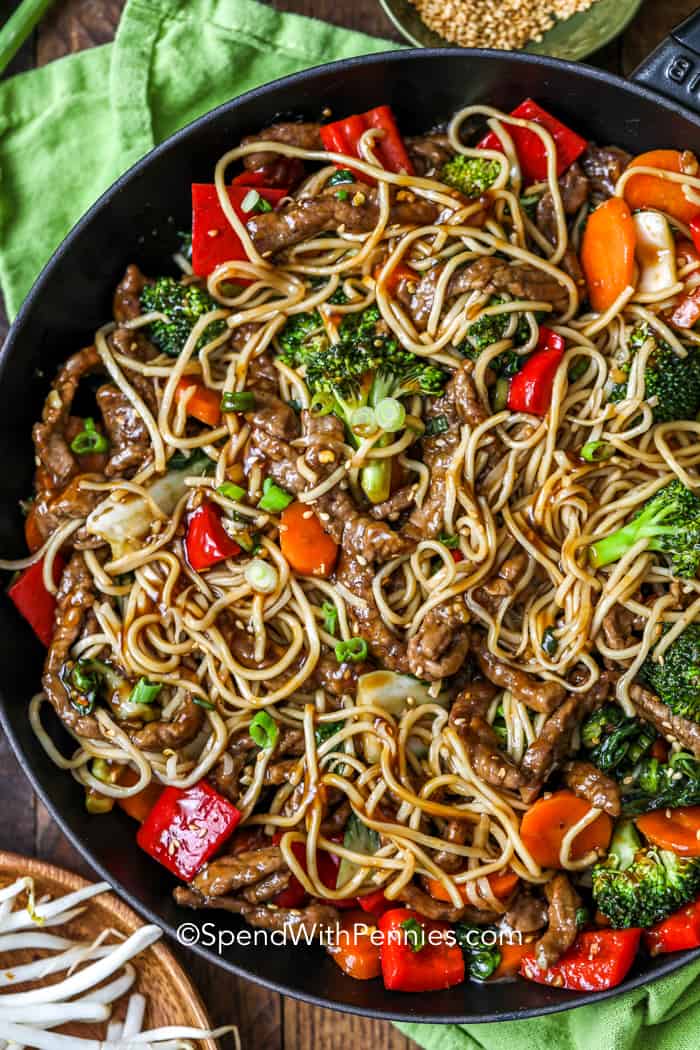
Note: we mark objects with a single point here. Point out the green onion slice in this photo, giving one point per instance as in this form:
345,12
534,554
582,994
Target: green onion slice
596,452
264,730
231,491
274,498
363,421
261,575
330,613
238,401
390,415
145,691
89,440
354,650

_____

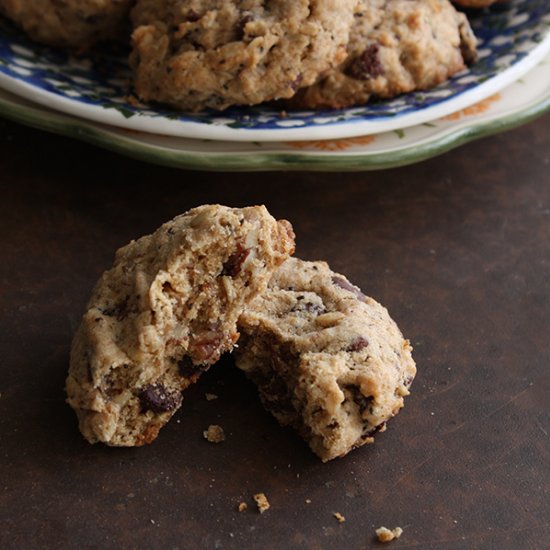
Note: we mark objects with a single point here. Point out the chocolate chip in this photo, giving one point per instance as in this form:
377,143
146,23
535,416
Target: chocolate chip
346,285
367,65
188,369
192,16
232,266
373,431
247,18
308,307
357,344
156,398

_____

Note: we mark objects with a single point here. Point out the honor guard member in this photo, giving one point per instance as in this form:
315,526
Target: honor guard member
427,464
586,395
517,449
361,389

_____

Problem:
Return each line above that contains the word "slice".

Correct result:
Note: we mark objects with a single point here. Point out the green onion slice in this photo, giving one point per instance as in this form:
Target: green onion slice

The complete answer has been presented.